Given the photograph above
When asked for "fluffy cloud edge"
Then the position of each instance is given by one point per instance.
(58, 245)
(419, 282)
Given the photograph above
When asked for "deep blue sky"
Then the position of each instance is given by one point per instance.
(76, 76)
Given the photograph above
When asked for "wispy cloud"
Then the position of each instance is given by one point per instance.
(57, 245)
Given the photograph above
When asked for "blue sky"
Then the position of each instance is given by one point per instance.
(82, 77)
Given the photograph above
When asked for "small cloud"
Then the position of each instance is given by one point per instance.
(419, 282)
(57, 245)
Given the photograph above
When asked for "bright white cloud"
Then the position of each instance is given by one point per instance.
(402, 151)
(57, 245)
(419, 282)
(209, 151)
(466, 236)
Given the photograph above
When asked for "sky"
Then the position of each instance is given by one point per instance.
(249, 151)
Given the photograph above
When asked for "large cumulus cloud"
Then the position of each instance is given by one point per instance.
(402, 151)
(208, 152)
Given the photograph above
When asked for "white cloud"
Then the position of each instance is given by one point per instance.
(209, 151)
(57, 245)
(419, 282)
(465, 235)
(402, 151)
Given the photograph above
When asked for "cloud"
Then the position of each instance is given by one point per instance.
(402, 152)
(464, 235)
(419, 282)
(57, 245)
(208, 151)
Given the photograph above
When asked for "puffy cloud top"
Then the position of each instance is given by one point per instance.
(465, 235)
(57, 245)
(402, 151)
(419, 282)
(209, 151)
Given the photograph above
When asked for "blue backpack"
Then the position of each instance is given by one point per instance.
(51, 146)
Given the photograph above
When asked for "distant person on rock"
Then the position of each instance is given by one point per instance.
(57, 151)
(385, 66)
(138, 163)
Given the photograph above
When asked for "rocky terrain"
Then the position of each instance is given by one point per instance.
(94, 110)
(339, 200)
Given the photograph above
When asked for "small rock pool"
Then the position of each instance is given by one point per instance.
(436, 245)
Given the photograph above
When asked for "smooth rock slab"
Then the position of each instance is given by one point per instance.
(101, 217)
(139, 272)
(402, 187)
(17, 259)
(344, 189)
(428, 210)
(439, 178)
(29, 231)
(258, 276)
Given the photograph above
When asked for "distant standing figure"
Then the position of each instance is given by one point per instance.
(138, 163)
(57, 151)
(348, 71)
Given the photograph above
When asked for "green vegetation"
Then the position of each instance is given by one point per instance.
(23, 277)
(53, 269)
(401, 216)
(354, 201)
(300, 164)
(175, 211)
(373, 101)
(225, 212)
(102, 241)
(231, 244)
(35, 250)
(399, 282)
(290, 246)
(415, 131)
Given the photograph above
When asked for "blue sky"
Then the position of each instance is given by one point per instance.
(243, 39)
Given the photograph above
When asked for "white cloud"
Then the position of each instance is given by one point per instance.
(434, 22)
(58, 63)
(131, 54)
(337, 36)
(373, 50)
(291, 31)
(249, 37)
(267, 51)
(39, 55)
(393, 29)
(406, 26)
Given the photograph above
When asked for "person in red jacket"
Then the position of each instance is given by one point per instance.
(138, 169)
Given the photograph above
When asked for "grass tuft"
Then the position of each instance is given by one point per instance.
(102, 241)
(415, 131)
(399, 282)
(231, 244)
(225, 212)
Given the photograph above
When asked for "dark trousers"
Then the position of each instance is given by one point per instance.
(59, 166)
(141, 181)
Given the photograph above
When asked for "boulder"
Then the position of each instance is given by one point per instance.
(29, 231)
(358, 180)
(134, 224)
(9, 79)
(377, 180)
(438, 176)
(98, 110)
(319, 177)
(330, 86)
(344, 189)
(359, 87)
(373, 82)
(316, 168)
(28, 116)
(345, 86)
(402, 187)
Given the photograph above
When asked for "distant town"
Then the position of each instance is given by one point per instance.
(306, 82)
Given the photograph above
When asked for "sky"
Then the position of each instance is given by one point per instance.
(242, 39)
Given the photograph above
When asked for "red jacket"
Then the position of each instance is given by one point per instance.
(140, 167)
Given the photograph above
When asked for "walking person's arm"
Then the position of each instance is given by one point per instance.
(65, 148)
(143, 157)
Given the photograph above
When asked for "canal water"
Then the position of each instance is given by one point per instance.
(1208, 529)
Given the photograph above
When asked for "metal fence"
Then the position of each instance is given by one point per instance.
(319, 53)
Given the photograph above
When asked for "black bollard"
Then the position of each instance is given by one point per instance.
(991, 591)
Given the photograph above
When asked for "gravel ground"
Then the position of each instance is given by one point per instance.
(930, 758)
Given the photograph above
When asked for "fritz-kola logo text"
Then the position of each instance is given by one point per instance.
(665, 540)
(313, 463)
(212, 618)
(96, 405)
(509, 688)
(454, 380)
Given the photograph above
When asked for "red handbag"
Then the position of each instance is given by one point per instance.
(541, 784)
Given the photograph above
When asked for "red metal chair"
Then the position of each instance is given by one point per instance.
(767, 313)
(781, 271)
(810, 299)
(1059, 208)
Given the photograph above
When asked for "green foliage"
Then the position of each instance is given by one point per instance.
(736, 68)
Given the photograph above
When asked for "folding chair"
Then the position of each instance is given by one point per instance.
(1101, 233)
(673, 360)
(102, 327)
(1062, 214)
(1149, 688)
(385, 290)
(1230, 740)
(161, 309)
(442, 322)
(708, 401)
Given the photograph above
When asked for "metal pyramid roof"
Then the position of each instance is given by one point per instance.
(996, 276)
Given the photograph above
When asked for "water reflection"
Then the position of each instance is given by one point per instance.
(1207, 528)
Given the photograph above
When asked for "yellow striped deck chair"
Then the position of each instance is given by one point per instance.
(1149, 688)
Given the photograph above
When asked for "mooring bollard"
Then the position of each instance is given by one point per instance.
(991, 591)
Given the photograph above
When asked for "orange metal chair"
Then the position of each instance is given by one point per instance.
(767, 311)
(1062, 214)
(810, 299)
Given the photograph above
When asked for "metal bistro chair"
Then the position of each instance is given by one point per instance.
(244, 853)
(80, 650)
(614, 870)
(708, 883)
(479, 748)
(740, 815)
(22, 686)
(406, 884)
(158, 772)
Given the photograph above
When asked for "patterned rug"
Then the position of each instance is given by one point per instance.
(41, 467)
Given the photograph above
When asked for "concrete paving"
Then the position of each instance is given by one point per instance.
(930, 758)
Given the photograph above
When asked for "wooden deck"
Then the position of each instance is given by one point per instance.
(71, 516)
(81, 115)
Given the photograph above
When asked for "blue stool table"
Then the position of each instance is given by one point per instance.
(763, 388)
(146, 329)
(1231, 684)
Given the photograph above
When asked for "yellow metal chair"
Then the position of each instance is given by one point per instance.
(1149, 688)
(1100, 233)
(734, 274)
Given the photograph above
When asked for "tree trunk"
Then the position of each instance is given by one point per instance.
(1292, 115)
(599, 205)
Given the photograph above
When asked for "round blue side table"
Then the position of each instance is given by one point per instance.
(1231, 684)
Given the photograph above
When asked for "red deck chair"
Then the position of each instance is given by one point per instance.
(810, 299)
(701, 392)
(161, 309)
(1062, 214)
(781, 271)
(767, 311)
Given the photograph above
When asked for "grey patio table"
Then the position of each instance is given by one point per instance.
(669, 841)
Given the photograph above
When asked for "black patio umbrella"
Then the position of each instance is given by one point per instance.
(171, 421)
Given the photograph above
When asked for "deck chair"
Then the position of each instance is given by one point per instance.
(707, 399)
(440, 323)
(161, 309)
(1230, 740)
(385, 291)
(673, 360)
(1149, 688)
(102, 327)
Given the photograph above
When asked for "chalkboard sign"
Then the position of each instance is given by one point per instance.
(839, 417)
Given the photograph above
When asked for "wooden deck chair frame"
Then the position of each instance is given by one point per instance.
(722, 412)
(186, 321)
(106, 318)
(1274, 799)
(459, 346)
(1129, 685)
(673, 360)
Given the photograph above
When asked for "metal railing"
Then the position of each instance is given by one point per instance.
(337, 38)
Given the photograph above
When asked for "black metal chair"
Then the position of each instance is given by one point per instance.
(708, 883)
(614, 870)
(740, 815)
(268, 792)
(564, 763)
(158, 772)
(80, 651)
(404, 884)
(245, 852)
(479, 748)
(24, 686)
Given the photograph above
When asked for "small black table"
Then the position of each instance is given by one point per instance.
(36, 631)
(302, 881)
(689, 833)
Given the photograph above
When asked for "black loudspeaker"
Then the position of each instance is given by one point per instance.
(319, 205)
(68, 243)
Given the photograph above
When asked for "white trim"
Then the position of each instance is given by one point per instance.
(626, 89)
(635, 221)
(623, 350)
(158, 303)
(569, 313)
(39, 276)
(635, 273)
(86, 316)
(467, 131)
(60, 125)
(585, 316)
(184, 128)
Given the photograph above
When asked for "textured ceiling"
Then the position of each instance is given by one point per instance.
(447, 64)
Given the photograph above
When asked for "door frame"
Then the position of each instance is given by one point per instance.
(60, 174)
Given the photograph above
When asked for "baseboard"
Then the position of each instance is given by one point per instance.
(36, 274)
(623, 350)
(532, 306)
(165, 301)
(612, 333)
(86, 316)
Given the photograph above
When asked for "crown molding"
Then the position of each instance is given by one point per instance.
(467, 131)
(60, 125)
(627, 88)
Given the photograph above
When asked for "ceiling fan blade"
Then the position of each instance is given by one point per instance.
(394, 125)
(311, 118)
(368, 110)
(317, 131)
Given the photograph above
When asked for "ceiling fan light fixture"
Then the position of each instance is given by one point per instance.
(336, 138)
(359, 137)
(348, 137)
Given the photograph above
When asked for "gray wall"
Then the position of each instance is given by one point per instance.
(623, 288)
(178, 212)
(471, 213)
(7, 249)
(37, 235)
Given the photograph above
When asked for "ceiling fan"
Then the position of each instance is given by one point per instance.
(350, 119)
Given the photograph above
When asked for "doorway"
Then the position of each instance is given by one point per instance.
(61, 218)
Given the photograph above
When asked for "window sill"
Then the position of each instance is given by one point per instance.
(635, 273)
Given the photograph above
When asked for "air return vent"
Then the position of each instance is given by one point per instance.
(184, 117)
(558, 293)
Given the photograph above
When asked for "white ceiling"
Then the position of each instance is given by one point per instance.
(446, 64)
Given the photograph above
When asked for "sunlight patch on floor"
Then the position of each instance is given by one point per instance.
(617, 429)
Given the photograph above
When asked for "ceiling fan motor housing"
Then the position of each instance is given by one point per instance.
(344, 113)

==*==

▶ _Instructions to follow_
Locate every line in the items above that contains the word "chair", and copy each of those lines in full.

▶ _Response below_
When asked for "red metal chair"
When asked for "folding chair"
When asked for "yellow striped deck chair"
When asked for "orange metal chair"
When asked for "metal bistro chair"
When asked for "yellow metal chair"
When asked for "red deck chair"
When asked for "deck chair"
When asked for "wooden deck chair frame"
When asked for "black metal chair"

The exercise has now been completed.